(Source records)
------------------------

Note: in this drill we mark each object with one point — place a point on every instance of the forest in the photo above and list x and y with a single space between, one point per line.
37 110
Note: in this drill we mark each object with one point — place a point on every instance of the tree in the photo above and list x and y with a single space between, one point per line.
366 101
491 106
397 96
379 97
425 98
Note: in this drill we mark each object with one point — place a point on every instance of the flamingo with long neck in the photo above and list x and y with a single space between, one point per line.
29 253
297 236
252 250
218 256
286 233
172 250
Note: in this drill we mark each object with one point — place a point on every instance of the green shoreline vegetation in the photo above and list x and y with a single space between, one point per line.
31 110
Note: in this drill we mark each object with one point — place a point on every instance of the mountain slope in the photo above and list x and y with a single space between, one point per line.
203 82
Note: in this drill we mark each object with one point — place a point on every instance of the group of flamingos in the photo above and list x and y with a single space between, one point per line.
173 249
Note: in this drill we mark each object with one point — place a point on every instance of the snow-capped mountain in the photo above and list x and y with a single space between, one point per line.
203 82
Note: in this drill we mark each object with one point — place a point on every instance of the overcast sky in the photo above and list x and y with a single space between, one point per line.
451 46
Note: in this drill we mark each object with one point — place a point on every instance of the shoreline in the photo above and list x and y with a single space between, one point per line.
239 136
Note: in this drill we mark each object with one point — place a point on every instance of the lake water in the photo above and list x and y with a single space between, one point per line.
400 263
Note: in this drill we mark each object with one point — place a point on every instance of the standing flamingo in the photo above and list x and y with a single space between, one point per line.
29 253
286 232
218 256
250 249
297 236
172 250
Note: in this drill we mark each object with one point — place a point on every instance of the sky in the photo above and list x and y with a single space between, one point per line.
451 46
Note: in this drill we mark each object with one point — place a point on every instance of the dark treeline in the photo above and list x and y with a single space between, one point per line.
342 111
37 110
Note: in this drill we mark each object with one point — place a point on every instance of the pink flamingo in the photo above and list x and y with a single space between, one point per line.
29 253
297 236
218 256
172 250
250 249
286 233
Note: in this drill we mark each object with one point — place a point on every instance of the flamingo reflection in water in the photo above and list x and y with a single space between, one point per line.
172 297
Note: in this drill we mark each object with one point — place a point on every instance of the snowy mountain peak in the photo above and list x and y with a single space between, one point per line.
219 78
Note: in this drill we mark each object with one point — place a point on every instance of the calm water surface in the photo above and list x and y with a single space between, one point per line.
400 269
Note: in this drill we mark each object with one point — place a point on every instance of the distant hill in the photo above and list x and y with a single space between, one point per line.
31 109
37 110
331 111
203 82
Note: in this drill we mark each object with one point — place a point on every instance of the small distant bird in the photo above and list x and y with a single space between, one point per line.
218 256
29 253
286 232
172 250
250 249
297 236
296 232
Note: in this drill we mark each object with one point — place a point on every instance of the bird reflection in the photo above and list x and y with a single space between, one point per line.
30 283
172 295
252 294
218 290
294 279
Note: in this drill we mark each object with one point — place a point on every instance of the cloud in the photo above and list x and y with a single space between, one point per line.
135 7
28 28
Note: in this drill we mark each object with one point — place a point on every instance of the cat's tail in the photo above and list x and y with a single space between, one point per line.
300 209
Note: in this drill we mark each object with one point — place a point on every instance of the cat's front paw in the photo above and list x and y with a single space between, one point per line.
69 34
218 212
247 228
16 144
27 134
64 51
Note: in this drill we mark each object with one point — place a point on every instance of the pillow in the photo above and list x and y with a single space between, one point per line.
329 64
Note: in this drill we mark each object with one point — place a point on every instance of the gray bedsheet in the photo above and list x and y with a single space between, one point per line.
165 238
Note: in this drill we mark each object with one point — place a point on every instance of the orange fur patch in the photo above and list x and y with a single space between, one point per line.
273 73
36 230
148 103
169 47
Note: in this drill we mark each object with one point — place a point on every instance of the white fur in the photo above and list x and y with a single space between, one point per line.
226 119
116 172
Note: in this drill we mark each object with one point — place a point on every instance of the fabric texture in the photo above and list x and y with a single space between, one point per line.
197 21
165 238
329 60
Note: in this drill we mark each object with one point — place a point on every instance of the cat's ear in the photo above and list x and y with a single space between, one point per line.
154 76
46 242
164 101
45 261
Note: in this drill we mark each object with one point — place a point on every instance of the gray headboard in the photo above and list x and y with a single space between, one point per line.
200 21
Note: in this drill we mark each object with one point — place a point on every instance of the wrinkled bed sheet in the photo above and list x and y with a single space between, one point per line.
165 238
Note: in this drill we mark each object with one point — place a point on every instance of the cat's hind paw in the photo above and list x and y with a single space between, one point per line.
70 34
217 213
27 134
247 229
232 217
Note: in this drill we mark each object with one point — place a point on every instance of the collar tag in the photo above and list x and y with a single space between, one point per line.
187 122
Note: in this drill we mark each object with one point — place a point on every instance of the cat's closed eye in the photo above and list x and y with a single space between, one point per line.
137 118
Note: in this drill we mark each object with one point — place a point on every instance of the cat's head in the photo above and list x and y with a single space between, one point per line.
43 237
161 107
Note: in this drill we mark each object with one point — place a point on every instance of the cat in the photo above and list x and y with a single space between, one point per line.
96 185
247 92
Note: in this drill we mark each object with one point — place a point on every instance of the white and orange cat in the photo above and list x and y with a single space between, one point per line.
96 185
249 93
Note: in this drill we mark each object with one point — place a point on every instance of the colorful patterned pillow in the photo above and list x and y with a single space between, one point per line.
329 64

------------------------

_WORK REQUIRED_.
Once you have read the records above, write them all out exactly.

_EXERCISE SOLUTION_.
Note: in this drill we mark each object with one point — place a point on every instance of the forest in the photo above and list x and y with a single space between, one point per line.
37 110
Note: in this drill we mark each object with one point — place a point on every instance of the tree in the photo above and list x and y with a single space between, one point per line.
366 101
491 106
397 96
379 97
425 98
Note: in this drill we mark each object with one point — place a point on every instance of the flamingo with long neck in the photo above and list x and y with a single space between, one point per line.
29 253
297 236
252 250
218 256
286 233
172 250
Note: in this drill we mark each object with one point — place a point on every instance of the green shoreline vegetation in the photo above and list x and y with a single space between, one point per line.
31 110
Note: in this drill we mark each object with one point — place a point on every instance of the mountain slope in the photo above and list x and y with a single space between, one point per line.
203 82
Note: in this drill we mark each object with one point — place a point on every instance of the group of flamingos in the photo above and list x and y with a single space between, one point per line.
173 249
Note: in this drill we mark each object with one point — place a point on every instance of the snow-capped mountain in the photo above and list x and y with a single space between, one point per line.
203 82
Note: in this drill we mark each object with one point — place a point on every instance of the overcast sky in the photo above and list x and y with a single space between, one point per line.
451 46
Note: in this drill we mark each object with one point — place a point on every instance of the shoreline in the photo above and list x and y with a single space between, one point per line.
239 136
Note: in this drill we mark each object with one point — place a point on every instance of the lake water in the photo above and list x and y with a single space between, one point per line.
400 263
Note: in this drill we mark each object with one point — place a point on every instance of the standing flamingo in the photo above and list x and y with a single space between, one point per line.
29 253
286 232
218 256
250 249
297 236
172 250
Note: in this drill we mark each object with one point — place a point on every instance of the sky in the photo above and list x and y with a single space between, one point per line.
451 46
Note: in this drill we mark each object with one point — place a point on every instance of the dark treeline in the photo above and list x and y with a single space between, one point per line.
342 111
37 110
Note: in this drill we mark each object with one point — place a point on every instance of the pink flamingo in the photo above and list x and y with a single space between, one point per line.
29 253
297 236
218 256
172 250
250 249
286 233
Note: in this drill we mark each object with one point — place a point on every instance of the flamingo reflection in water in the photo above and list x and y with a single space between, one point per line.
172 297
Note: in this drill we mark each object with one point — place a point on every instance of the snowy mountain peak in the photo above and list x and y with a single space between, one point per line.
219 78
Note: in this drill we mark each object with one point — place a point on every instance of the calm water surface in the photo above and list x and y with a single space between, one point per line.
400 269
Note: in this drill we mark each object with one point — place a point on every instance of the distant hill in the photo above and list x and y with a single space between, one point per line.
31 109
37 110
331 111
203 82
Note: in this drill we mark each object with one point — place a point on every instance of the small distant bird in the photo above and list x and y with a single space between, one point per line.
218 256
29 253
286 232
172 250
250 249
297 236
296 232
Note: in this drill we mark each object with one point — place a point on every instance of the bird reflection in the photo above and list x and y with a single space between, one point per line.
30 283
172 295
252 294
218 290
294 279
Note: in this drill we mark each object with one point — place a point on every instance of the cloud in the photo above and list x and y with a single space between, one point per line.
135 7
28 28
Note: in this drill we mark each object with one point — place a point on every instance of the cat's tail in the photo above and list x and y with a single space between, one point per line.
300 209
Note: in this drill we mark each object with one point — place a point on every instance of the cat's front paw in the photo above and list x and y with a single space between, one point per line.
69 34
218 212
247 228
16 144
27 134
64 51
Note: in this drill we mark each object with one point — place a point on every instance of the pillow in the photo above and list x and y with a single space between, one point per line.
329 64
Note: in this drill we mark each object with one point — place a point on every instance of the gray bedsheet in the photo above and list x and y with a single space between, one point per line.
165 238
Note: in this drill we mark each object with one point — place a point on every instance of the orange fur patch in the photo above and list x and y with a single space between, one point per line.
273 73
36 230
148 103
169 47
Note: in this drill we mark each object with one point — place a point on every instance of the white fur in the photo above and list x and y with a single space between, one point per line.
226 119
116 172
Note: in this drill we mark each object with one point — place a point on every instance of the fabric texture in the photo above and list x and y with a single space between, one point per line.
197 21
165 238
329 60
Note: in this drill we mark each object with one point — place a point on every instance of the cat's ear in the photo above and list x and y with a single space between, one point per line.
154 76
46 242
164 101
45 261
Note: in this drill we mark each object with one point — place a point on every instance of the gray headboard in the photo above and list x and y with a single space between, one point per line.
200 21
Note: in this drill we mark each object with one point — place a point on every instance of the wrinkled bed sheet in the photo above and list x and y with a single space between, one point per line.
165 238
Note: in this drill we mark each object with one point — place a point on every instance of the cat's hind paw in the photo above and list x and y with a single space between, one point per line.
70 34
217 213
27 134
247 229
232 217
Note: in this drill we mark each object with one point — place a point on every instance of the collar tag in the photo above and list x and y with a single space between, one point per line.
187 122
Note: in this drill we mark each object with one point — place a point on every instance of the cat's closed eye in the photo above and list x and y with a single space between, one point per line.
137 118
Note: in this drill we mark each object with one point — place a point on every instance of the cat's head in the photo above and list x and y with a single space between, one point per line.
43 237
161 107
Note: in this drill we mark each object with one point — place a point on every instance of the cat in the photo above and list x and y with a single space between, one point per line.
96 185
247 92
Note: in this drill we mark each object with one point — place a point on every instance of the white and orange cat in the photo above and list x and y with a single space between, one point per line.
96 185
249 93
Note: in this drill we mark each object with one point — place a point on every instance of the colorful patterned pillow in the photo above and list x and y with a single space between, one point per line.
329 64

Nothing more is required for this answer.